** Task **
The data beneath this task is to be duplicated exactly, in its entirety.

[Extracted records]

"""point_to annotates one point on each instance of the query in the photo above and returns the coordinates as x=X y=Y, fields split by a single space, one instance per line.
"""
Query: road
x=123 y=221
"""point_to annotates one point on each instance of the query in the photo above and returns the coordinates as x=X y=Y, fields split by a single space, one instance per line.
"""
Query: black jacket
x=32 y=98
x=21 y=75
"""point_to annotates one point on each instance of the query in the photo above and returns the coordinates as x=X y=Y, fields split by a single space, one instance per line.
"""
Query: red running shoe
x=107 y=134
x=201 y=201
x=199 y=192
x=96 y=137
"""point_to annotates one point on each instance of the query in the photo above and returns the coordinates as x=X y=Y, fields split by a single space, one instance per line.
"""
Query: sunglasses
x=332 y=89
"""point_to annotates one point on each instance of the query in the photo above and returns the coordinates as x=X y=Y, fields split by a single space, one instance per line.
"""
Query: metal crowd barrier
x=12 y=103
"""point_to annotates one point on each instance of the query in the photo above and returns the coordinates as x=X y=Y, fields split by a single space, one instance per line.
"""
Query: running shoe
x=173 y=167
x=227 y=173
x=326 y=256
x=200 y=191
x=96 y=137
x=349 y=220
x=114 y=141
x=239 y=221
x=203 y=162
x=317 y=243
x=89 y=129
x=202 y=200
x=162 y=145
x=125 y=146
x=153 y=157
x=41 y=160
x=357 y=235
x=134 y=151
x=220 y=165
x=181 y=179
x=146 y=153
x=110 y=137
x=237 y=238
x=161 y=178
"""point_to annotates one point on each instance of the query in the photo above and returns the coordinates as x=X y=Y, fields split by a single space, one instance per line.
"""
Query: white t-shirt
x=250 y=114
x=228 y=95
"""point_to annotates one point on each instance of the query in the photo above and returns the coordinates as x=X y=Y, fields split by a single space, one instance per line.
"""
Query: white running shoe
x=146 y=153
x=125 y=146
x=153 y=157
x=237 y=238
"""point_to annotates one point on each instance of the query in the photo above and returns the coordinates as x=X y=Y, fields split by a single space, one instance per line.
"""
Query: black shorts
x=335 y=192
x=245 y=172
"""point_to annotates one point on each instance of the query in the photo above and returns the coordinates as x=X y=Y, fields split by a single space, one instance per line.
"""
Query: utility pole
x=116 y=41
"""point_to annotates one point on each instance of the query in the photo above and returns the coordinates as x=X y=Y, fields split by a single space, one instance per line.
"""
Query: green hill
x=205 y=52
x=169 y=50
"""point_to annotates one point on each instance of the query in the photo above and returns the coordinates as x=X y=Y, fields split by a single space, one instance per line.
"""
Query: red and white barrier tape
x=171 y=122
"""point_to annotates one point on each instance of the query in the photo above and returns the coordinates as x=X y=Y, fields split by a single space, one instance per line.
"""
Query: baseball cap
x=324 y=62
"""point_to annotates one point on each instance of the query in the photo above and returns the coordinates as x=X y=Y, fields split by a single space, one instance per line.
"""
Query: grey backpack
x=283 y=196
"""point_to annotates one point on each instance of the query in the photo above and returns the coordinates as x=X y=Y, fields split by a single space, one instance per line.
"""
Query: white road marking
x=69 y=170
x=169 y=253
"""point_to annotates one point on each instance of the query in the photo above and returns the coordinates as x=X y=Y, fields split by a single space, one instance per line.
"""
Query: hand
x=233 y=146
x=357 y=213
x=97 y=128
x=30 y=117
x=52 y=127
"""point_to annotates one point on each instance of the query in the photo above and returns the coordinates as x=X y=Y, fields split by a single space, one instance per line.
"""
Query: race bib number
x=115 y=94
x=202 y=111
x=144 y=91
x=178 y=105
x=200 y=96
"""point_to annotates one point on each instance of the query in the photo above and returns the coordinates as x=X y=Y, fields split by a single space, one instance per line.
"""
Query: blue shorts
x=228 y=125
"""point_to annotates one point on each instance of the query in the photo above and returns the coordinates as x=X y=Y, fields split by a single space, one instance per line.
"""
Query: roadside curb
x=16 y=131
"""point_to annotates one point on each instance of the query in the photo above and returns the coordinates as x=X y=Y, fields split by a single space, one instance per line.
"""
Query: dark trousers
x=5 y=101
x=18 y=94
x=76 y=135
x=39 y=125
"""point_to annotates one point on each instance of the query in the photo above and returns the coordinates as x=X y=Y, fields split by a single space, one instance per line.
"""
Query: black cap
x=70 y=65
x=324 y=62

** Exercise response **
"""point_to annotates one point on each instance of the query in the photo above and returns the coordinates as x=X y=Y, fields split by a single space, one instance per line.
"""
Query: road
x=123 y=221
"""point_to annotates one point on each instance of the query in the photo above and returns the coordinates as x=X y=Y, fields split by a single space, one instance per line.
"""
Query: black jacket
x=32 y=98
x=21 y=75
"""point_to annotates one point on each instance of the query in the photo above and returns the coordinates as x=X y=Y, fields split by a single space, one instance per line.
"""
Query: red running shoe
x=107 y=134
x=201 y=201
x=199 y=192
x=96 y=137
"""point_to annotates one point on each instance of the query in the photo above and returns the coordinates as x=X y=Y, fields split by a single space, one instance per line.
"""
Query: sunglasses
x=332 y=89
"""point_to annotates one point on each instance of the query in the photo above and returns the coordinates as x=X y=Y, fields split by a single space, one instance per line.
"""
Query: metal crowd barrier
x=12 y=103
"""point_to annotates one point on each instance of the query in the photo above and returns the coordinates as x=X y=Y, fields split by a single space, one instance per line.
"""
Query: running shoe
x=173 y=167
x=227 y=173
x=326 y=256
x=200 y=191
x=96 y=137
x=349 y=220
x=114 y=141
x=239 y=221
x=203 y=162
x=317 y=243
x=89 y=129
x=202 y=200
x=162 y=145
x=125 y=146
x=153 y=157
x=41 y=160
x=357 y=235
x=134 y=151
x=220 y=165
x=181 y=179
x=146 y=153
x=110 y=137
x=237 y=238
x=161 y=178
"""point_to annotates one point on each instance of the query in the photo above and returns the coordinates as x=X y=Y, fields split by a single space, one instance per line.
"""
Query: white t-shirt
x=250 y=114
x=228 y=95
"""point_to annotates one point on each instance of the query in the photo above and returns the coordinates as x=X y=Y, fields split by a single space, one instance per line.
"""
Query: white running shoe
x=146 y=153
x=125 y=146
x=153 y=157
x=237 y=238
"""point_to annotates one point on each instance of the query in the photo above and returns the coordinates as x=X y=Y, fields split by a single space, one instance per line.
"""
Query: black shorts
x=335 y=192
x=245 y=172
"""point_to annotates one point on each instance of the query in the photo above and returns the coordinates as x=X y=Y, fields split by a single space, one instance per line.
"""
Query: utility pole
x=116 y=41
"""point_to annotates one point on each instance of the query in the photo above and returns the coordinates as x=X y=Y, fields split by a single space, one instance per line.
"""
Query: green hill
x=205 y=52
x=169 y=50
"""point_to annotates one point on each instance of the query in the photo above and returns the coordinates as x=X y=Y, fields split by a single space, one instance per line.
"""
Query: red and white barrier tape
x=171 y=122
"""point_to annotates one point on each instance of the query in the photo above and returns the coordinates as x=X y=Y, fields split by a single space, one instance per line.
"""
Query: baseball cap
x=324 y=62
"""point_to annotates one point on each instance of the query in the photo above and returns the coordinates as x=X y=Y, fields split by a single space, one instance per line.
"""
Query: grey backpack
x=283 y=196
"""point_to annotates one point on each instance of the query in the photo above and returns the coordinates as x=X y=Y, fields split by a single space, one instance per line.
"""
Query: white road marking
x=69 y=170
x=169 y=253
"""point_to annotates one point on each instance of the query in the photo above and returns the coordinates as x=X y=Y, fields split by a single space, one instance per line.
"""
Query: hand
x=233 y=146
x=357 y=213
x=97 y=128
x=30 y=117
x=52 y=127
"""point_to annotates one point on each instance of the query in the photo above and returns the coordinates as x=X y=Y, fields split by a single space, one instance per line.
"""
Query: race bib number
x=115 y=94
x=202 y=111
x=144 y=91
x=178 y=105
x=200 y=96
"""point_to annotates one point on each instance of the query in the photo above and returns the coordinates as x=X y=Y, fields split by a single space, one instance per line.
"""
Query: blue shorts
x=228 y=125
"""point_to annotates one point on each instance of the query in the photo above and returns the coordinates as x=X y=Y, fields split by a single space, one instance per line.
"""
Query: roadside curb
x=16 y=131
"""point_to annotates one point on each instance of the query in the photo above and returns the coordinates as x=X y=Y, fields split by a single space, one instance per line.
"""
Query: dark trousers
x=5 y=101
x=18 y=94
x=76 y=135
x=39 y=125
"""point_to annotates one point on each instance of the query in the photo above and returns the coordinates as x=X y=Y, fields split by a single space, one instance per line.
"""
Query: black cap
x=70 y=65
x=324 y=62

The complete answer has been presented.